### Task details
Find every line below that contains the word "white", matching case exactly, and copy each of those lines.

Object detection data
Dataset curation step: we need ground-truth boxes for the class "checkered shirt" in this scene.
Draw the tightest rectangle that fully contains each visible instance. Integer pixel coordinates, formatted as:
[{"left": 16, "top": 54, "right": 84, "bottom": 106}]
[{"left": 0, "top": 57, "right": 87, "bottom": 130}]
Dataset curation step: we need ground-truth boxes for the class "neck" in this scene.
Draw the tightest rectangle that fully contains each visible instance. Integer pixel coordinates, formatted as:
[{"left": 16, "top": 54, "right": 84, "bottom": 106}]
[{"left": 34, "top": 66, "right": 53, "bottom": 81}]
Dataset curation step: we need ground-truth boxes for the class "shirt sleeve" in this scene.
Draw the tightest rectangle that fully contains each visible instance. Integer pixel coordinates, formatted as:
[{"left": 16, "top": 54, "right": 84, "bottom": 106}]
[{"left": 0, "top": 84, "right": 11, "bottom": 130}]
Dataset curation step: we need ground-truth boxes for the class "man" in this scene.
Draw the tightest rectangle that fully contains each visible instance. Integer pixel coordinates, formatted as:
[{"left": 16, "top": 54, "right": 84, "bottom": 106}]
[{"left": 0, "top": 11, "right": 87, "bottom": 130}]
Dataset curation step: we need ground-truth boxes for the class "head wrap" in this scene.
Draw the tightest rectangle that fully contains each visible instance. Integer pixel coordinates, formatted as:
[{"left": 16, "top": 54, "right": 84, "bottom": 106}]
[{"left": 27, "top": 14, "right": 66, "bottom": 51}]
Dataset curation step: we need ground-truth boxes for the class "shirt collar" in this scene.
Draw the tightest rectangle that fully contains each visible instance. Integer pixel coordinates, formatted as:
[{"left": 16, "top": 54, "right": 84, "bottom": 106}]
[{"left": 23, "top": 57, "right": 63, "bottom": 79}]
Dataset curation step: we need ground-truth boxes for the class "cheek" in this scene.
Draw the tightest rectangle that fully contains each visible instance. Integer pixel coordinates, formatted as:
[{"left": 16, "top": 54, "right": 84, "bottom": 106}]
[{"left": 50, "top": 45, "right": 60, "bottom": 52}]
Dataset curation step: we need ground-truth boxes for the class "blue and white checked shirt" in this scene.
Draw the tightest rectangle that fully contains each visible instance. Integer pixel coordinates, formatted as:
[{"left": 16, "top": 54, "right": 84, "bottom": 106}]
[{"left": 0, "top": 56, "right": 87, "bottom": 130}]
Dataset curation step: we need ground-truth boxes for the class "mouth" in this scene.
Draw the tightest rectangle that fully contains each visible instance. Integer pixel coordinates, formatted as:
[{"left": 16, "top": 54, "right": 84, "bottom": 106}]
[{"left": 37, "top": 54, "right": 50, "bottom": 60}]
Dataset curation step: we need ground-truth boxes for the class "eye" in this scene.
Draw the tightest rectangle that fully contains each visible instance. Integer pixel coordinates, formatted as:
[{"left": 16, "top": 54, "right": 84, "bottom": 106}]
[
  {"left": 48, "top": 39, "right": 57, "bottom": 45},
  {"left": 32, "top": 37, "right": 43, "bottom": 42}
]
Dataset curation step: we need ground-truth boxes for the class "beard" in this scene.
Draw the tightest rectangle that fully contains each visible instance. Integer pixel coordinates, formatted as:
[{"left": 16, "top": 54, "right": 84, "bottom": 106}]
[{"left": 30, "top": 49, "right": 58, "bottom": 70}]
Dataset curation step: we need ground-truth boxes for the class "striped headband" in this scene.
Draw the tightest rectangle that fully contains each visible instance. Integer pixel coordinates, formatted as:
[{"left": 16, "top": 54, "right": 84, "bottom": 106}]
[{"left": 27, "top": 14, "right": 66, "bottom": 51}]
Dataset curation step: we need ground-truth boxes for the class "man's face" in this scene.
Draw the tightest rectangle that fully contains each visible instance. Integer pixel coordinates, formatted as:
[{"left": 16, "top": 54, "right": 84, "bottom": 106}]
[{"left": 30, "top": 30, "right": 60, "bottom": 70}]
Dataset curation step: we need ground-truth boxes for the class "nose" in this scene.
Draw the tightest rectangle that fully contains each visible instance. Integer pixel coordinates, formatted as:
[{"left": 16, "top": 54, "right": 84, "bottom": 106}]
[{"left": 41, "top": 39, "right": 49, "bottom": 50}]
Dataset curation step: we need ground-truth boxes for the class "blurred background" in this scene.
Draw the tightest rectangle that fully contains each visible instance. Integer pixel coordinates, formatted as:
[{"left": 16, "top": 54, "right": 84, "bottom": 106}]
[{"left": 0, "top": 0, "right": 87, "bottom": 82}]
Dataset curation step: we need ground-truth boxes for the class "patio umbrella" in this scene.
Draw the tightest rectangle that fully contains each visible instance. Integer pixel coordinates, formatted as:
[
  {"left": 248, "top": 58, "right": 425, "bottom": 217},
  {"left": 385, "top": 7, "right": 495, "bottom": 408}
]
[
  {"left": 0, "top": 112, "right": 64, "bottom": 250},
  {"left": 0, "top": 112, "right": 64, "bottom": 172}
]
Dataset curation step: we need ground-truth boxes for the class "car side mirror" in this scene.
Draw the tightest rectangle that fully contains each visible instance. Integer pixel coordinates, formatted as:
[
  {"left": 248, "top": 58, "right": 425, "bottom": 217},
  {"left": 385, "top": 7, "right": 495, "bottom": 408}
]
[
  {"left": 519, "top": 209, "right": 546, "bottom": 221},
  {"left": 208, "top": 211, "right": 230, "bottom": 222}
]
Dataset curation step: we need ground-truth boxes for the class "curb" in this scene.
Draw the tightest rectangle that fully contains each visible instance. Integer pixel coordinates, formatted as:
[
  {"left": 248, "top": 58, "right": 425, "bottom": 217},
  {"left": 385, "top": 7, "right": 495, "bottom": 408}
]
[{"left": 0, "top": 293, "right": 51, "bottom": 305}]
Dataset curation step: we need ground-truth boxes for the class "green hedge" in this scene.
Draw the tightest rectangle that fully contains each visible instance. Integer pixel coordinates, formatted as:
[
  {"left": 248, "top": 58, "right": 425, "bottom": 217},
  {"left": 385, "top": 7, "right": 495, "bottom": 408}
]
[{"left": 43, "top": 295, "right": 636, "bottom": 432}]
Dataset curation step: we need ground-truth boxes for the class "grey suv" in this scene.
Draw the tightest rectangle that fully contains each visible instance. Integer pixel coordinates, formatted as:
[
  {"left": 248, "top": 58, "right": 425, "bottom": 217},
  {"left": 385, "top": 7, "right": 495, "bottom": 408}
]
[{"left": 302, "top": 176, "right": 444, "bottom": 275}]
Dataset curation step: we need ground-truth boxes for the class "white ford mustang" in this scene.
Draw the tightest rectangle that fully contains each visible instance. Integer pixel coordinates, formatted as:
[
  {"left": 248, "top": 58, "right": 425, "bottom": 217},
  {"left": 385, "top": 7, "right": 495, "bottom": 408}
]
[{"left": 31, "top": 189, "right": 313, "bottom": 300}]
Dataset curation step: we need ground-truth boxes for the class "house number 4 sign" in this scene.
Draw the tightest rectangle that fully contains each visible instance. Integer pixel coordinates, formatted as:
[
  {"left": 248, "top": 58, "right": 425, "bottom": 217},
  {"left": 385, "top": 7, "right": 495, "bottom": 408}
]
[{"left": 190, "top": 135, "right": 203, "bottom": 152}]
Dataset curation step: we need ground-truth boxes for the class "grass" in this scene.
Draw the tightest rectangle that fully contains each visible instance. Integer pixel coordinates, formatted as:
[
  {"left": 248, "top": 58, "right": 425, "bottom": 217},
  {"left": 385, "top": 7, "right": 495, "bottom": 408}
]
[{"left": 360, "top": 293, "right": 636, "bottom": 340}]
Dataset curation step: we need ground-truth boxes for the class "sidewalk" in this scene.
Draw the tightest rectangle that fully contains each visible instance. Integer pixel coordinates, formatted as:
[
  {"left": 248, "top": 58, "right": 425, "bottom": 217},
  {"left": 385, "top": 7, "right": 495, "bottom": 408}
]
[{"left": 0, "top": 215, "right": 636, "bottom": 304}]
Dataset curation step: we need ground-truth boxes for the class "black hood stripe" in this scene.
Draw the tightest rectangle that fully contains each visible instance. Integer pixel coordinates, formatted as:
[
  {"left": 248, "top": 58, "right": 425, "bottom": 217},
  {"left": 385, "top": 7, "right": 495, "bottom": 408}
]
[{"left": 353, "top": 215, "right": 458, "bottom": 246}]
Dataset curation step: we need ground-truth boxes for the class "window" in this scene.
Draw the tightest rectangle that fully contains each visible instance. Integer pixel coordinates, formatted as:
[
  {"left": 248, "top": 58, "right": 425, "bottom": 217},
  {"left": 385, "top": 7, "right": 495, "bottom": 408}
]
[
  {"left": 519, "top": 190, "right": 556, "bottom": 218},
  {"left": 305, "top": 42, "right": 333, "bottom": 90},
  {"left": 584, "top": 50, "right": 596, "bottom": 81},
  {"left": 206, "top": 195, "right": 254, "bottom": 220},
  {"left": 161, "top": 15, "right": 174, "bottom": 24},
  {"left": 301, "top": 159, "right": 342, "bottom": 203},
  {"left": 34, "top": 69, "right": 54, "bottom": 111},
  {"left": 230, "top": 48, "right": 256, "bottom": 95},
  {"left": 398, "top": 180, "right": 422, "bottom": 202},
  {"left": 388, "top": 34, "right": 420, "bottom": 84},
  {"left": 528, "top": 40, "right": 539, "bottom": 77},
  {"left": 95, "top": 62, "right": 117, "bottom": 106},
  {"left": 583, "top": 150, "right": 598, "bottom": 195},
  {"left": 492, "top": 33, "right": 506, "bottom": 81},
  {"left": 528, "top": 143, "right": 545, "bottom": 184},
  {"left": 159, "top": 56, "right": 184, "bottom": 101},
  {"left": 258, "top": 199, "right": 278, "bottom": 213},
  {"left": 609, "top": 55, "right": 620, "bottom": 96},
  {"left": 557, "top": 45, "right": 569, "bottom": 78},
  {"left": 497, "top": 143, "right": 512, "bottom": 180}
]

### Answer to this task
Dataset curation step: we need ground-truth boxes for the class "blue and white checked shirt" in this scene.
Dataset curation step: we need ground-truth boxes for the class "white ford mustang" in this scene.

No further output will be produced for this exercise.